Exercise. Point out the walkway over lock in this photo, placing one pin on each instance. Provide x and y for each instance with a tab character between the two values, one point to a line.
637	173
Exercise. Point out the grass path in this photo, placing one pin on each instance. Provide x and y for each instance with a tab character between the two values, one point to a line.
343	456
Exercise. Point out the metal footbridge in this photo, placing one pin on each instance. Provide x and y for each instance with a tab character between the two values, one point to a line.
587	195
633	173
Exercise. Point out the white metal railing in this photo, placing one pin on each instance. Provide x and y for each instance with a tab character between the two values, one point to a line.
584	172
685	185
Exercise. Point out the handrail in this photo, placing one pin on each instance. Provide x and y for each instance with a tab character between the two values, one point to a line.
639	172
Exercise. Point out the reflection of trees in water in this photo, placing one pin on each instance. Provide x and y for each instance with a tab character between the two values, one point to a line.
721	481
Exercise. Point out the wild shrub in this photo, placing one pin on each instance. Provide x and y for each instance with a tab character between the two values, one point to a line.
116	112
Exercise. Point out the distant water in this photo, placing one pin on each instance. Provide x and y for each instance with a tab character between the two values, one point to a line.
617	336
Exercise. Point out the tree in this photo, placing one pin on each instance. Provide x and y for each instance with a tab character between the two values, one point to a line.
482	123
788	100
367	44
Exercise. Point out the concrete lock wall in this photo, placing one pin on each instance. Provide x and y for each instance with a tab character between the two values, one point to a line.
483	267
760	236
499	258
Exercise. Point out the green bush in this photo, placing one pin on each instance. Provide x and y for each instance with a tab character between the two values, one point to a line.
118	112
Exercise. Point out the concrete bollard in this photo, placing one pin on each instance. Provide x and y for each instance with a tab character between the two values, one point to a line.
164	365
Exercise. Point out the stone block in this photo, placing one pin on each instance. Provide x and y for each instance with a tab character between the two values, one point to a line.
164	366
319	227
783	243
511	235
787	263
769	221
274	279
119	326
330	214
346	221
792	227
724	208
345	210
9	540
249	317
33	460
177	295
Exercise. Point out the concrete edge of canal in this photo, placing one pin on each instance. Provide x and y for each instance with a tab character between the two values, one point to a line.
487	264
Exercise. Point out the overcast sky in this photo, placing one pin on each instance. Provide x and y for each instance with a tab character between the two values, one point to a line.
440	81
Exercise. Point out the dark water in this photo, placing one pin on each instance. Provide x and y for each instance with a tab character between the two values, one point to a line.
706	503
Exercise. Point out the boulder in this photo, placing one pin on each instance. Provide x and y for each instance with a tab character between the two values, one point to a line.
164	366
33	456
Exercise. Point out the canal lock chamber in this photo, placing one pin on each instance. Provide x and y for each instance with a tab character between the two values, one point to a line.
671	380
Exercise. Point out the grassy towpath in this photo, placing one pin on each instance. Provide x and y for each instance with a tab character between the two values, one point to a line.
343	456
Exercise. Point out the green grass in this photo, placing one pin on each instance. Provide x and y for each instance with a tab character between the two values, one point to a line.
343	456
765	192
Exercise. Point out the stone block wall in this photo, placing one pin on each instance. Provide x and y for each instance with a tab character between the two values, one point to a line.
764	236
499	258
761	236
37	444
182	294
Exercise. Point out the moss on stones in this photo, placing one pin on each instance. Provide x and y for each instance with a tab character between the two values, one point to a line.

• • • •

(EXERCISE INSTRUCTIONS):
Each of the lines above should be printed again precisely as it reads.

(RESULT):
Exercise. Point out the walkway over lock in this photo, placing one pin on each instance. Provide x and y for each instance with a tab character between the two values, one point to a line.
637	173
Exercise. Point out the grass path in this photo, placing one pin on each instance. Provide x and y for each instance with a tab character between the two values, one point to a line.
343	456
Exercise. Point out the metal footbridge in this photo, placing one pin on each instance. Provide x and y for each instance with a tab character between the two values, one point to a line.
587	195
633	173
Exercise. Point out the white metal railing in this photo, placing one pin on each instance. Provide x and y for each instance with a tab character between the two values, one point to a line.
584	172
685	185
Exercise. Point out the handrail in this photo, placing one pin on each instance. Provide x and y for each instance with a tab character between the two values, one point to a line.
639	172
Exercise. Point out the reflection of trees in water in this photo, placing one pin on each instance. Provide x and y for each instance with a tab character between the two values, one point to a line.
721	481
Exercise. Point out the wild shrub in this photo, placing one pin on each instance. Provide x and y for each instance with a tab character between the two values, one point to a line.
116	112
Exercise. Point out the distant water in this photo, placing one pin on each instance. Provide x and y for each instance with a tab character between the two values, one point to a line.
617	336
Exercise. Point out the tree in this photo, placing one pin on each instance. Provide x and y for each instance with a tab character between the two values, one point to a line.
482	123
788	100
367	44
Exercise. Point out the concrete lock wall in this photo, placing one pin on each instance. Provide x and y for each instance with a tab character between the two values, one point to a line.
483	267
760	236
499	258
Exercise. Point out the green bush in this photo, placing one pin on each instance. Provide x and y for each instance with a tab character between the two values, one point to a line.
118	112
Exercise. Point out the concrete bollard in this photo, placing one pin on each instance. Provide x and y for each instance with a tab character between the two values, one point to a line.
164	365
Exercise. Point out the stone block in this photo, placing one pin on each instance. Provide x and y for each instance with a tab character between the two values, one point to a line.
164	366
319	227
783	243
511	235
787	263
769	221
274	279
119	326
330	214
346	221
792	227
724	208
345	210
9	540
249	317
33	460
177	295
Exercise. Point out the concrete edge of canal in this photo, placing one pin on each instance. Provide x and y for each instance with a tab character between the two values, one point to a line.
487	264
Exercise. Point out the overcast sky in this photo, placing one pin on each instance. Provide x and y for each instance with a tab character between the two values, one point to a line.
440	81
Exercise. Point out the dark water in this photo, placing one pin on each instance. Provide x and y for each instance with a tab character between the two values, one point to a line.
706	503
Exercise. Point out the boulder in this photo, placing one pin on each instance. Provide x and y for each instance with a tab character between the two values, one point to a line.
164	366
33	456
Exercise. Point out the canal lock chamber in this photo, placing one pin on each instance. Provide x and y for each instance with a tab character between the two values, one point to a line.
671	380
Exercise. Point out the grassy towpath in this photo, placing one pin on each instance. Provide x and y for each instance with a tab character between the two values, one point to a line.
343	456
Exercise. Point out the green grass in this photo, placing one pin on each instance. Provide x and y for each instance with a tab character between the two values, one point to a line.
343	456
765	192
Exercise. Point out the stone block wall in this photo, placing one pin on each instance. Provide x and y for each instance with a tab character between the two values, one point to a line.
764	236
499	258
761	236
37	444
182	294
Exercise. Point out the moss on stones in this photo, placing one pin on each instance. Provide x and y for each instance with a tab character between the two values, one point to a line.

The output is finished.